◆ **Texto de origem**:
┏━━

Produziam colagens (Arp e Max Ernst) e distribuíam periódicos radicais e antipatrióticos (revista “O Ventilador” – fundada por Baargeld).
Sobre Max Ernst, disse Breton: “Lembro-me bem do dia em que Tzara, Aragon, Soupault e eu descobrimos pela primeira vez as colagens de Max Ernst. Estávamos todos na casa de Picabia, quando eles chegaram de Colônia (1921).
Estas colagens nos emocionaram de uma maneira como nunca mais experimentamos. O objeto externo estava deslocado de seu derredor normal. Suas diversas partes tinham se libertado do contexto concreto, de tal forma que podiam estabelecer relações completamente novas com outros elementos”.
E completa Hans Richter: “Partes de máquinas tornam-se seres humanos, tornam-se objetos que se movem, flutuam ou se imobilizam num espaço mecânico. Tanto suas colagens quanto seus quadros são constituídos por tais “combinações”. Elas produzem um mundo de monstros que, animado por novas técnicas de pintura, se torna mágico através de suas mãos.”

┗━━

◆ **Amostra de dados**:
┏━━

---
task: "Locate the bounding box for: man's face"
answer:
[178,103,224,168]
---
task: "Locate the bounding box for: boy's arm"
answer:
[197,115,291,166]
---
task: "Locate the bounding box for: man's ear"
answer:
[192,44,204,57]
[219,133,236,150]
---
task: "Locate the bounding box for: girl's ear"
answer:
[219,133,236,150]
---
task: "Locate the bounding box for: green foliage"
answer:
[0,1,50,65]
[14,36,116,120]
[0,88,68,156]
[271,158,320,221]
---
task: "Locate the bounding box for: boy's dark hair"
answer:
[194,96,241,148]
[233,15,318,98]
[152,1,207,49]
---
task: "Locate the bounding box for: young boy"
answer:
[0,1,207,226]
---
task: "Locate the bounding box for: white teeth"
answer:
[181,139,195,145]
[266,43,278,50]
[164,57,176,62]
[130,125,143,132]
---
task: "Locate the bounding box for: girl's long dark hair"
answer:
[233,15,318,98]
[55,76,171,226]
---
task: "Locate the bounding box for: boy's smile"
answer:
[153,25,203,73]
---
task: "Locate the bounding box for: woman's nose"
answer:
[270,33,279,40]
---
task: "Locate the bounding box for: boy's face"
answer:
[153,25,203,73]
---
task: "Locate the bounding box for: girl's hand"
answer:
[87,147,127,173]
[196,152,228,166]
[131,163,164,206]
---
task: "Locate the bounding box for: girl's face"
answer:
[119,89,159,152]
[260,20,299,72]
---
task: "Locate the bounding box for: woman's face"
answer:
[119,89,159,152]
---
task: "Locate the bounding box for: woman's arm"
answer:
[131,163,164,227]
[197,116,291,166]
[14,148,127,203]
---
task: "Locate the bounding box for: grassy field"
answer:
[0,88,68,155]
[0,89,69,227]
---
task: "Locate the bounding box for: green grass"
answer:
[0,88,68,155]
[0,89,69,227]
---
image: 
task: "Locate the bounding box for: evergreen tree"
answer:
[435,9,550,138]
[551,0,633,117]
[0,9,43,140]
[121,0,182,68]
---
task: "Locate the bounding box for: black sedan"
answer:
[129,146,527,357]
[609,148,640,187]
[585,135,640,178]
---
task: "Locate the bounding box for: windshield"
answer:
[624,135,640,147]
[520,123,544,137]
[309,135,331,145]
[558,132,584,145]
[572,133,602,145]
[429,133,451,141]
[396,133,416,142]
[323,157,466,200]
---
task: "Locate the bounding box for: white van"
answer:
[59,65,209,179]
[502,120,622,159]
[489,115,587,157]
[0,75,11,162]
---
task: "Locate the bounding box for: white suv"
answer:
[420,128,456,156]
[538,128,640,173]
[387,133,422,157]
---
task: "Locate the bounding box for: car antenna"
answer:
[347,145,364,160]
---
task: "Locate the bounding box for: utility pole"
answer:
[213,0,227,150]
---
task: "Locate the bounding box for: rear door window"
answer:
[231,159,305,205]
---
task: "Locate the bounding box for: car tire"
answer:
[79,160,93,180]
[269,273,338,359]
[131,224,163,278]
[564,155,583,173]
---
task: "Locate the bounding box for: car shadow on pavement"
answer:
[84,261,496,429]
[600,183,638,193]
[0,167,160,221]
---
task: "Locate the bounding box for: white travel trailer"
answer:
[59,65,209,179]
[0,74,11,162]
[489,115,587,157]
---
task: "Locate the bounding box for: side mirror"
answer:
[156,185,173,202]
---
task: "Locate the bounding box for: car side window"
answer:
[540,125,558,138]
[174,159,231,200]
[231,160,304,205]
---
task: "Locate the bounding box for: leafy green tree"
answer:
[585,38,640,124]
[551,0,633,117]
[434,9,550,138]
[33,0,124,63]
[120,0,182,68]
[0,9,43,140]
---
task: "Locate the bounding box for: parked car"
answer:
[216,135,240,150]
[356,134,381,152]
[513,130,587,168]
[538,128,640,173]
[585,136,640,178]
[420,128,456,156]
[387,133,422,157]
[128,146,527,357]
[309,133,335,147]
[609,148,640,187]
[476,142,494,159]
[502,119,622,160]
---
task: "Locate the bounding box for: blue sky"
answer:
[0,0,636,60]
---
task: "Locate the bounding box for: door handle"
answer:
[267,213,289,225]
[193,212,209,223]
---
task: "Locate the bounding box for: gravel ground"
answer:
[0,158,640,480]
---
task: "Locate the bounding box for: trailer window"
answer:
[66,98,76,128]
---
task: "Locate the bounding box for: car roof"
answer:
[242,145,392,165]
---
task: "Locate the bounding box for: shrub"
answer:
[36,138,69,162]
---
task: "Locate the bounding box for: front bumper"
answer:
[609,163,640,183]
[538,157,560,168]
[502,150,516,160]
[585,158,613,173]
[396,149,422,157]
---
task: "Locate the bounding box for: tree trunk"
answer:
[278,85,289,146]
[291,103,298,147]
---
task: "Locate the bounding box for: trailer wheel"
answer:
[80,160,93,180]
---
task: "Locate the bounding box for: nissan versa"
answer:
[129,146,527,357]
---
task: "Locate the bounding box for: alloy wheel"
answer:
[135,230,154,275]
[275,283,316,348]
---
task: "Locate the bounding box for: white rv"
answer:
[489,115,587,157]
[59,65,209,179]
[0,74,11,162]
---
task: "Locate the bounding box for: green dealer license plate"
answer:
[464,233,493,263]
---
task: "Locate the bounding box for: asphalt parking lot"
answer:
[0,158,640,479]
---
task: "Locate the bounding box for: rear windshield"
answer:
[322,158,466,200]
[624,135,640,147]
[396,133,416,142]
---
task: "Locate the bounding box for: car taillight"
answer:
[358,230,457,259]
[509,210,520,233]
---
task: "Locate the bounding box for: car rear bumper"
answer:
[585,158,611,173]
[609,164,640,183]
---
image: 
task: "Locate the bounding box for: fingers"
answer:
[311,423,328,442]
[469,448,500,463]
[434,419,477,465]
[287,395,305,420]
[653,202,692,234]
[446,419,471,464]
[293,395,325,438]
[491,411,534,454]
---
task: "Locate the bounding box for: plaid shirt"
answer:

┗━━

◆ **Exercício escrito**:
Responda com base no texto sobre as colagens de Max Ernst:
1. Quem fundou a revista "O Ventilador"?
2. Na casa de quem Breton, Tzara, Aragon e Soupault estavam quando viram as colagens pela primeira vez?
3. Segundo Hans Richter, em que se tornam as partes de máquinas?
As linhas são um material à parte e não têm relação com o texto.

◆ **Resolução**:
1. Baargeld.
2. Na casa de Picabia.
3. Em seres humanos e em objetos que se movem, flutuam ou se imobilizam num espaço mecânico.